| Selection |
Céline: Bonjour! Je m’appelle Céline!
Sylvain: Et moi c’est Sylvain.
Sam: Sam here. “A Beer, Please.”
Céline: Ok, so today’s lesson is “A Beer, Please” so I think Robert and Alice are finally at the restaurant. You know that eating is an art in France.
Sam: Oh, eating is also an art in the States, you know?
Sylvain: Don’t do the same thing that in the previous lesson.
Sam: What? I mean, it is an art. You know? Cheeseburgers, hamburgers.
Sylvain: He’s doing it again.
Céline: No, it’s different because in France, we usually have meals with family, and it’s a big deal. We spend like three, four, five hours eating with family.
Sylvain: I remember “un déjeuner”. Go at the table at 11:00, and we go out of the table at 5:00 in the afternoon.
Sam: 11:00 to 5:00?
Sylvain: 11:00 to 5:00. Normal, yeah?
Céline: Yeah. It’s really enjoyable.
Sylvain: And we begin the dinner at 7:00 to 2:00 in the morning.
Sam: That sounds good to me, yeah.
Céline: Yeah, but ok. Let’s hear the dialogue and figure out what Robert et Alice are ordering. So I’ll be Alice, while Sylvain will be Robert.
Sylvain: I will be Robert.
Céline: C’est parti!
Sam &Sylvain: Let’s go!
Sam: Bonjour Monsieur.

| To-do list |
A. Answer these questions using the transcript:
(i) What is the title of the day's lesson?
(ii) According to Sylvain, at what times does "un déjeuner" begin and end?
(iii) Which character does Céline say she will play in the dialogue?
B. Quote the transcript between "Sam: 11:00 to" and "Sylvain will be Robert.", inclusive.
The entries come from a source other than the transcript.

| Dataset entries |
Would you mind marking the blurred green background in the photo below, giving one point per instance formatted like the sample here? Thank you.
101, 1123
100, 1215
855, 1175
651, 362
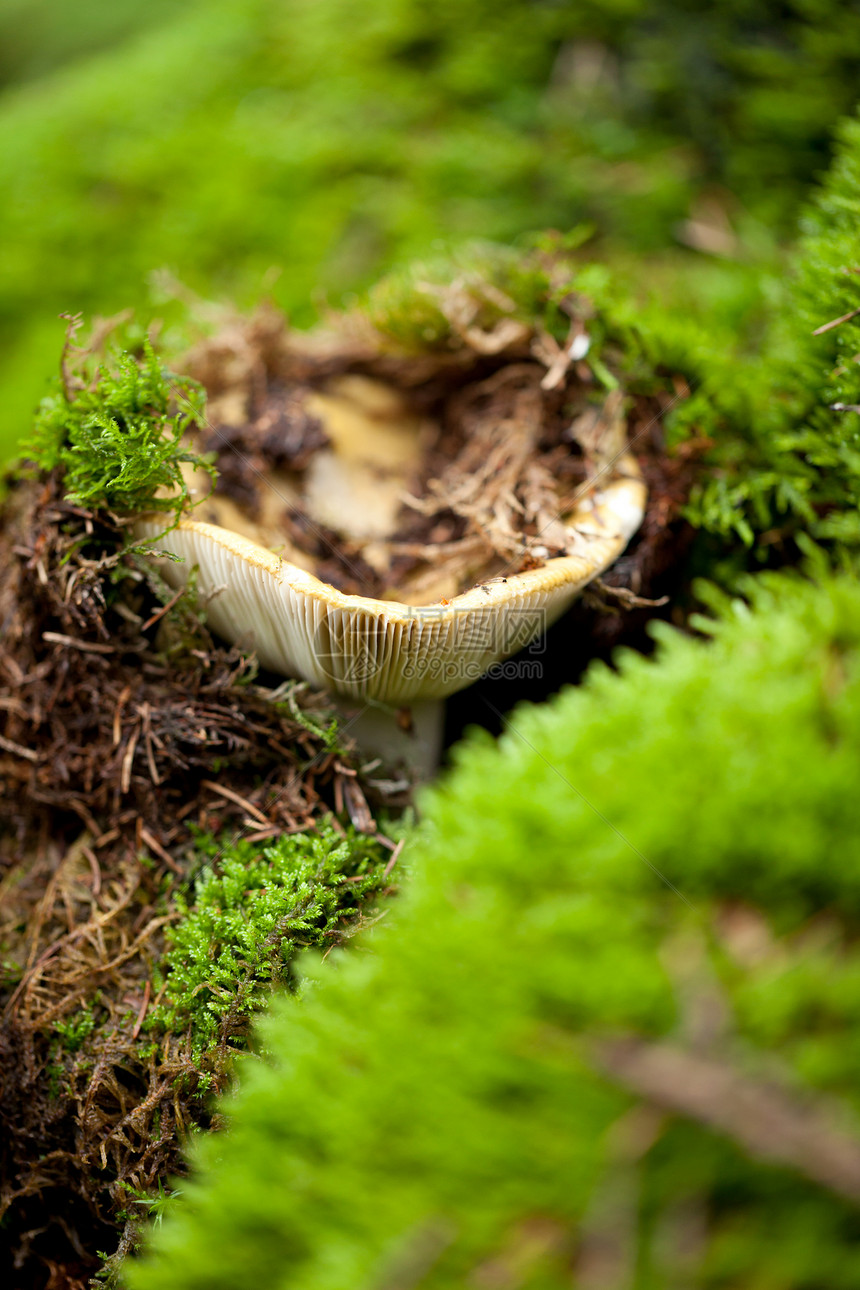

| Worked answers |
A.
(i) "A Beer, Please."
(ii) It begins at 11:00 and ends at 5:00 in the afternoon.
(iii) Alice.

B.
Sam: 11:00 to 5:00?
Sylvain: 11:00 to 5:00. Normal, yeah?
Céline: Yeah. It’s really enjoyable.
Sylvain: And we begin the dinner at 7:00 to 2:00 in the morning.
Sam: That sounds good to me, yeah.
Céline: Yeah, but ok. Let’s hear the dialogue and figure out what Robert et Alice are ordering. So I’ll be Alice, while Sylvain will be Robert.